Your assignment:
Copy each of the records exactly; leave nothing out.
┌────────
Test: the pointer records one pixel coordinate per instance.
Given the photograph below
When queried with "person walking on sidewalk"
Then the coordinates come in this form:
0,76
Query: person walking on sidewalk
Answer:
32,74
└────────
Answer section:
Test: the pointer records one pixel coordinate per instance.
Given the photograph below
When queried with "person walking on sidewalk"
Then the coordinates come in this form:
0,76
Query: person walking on sidewalk
Answer:
32,74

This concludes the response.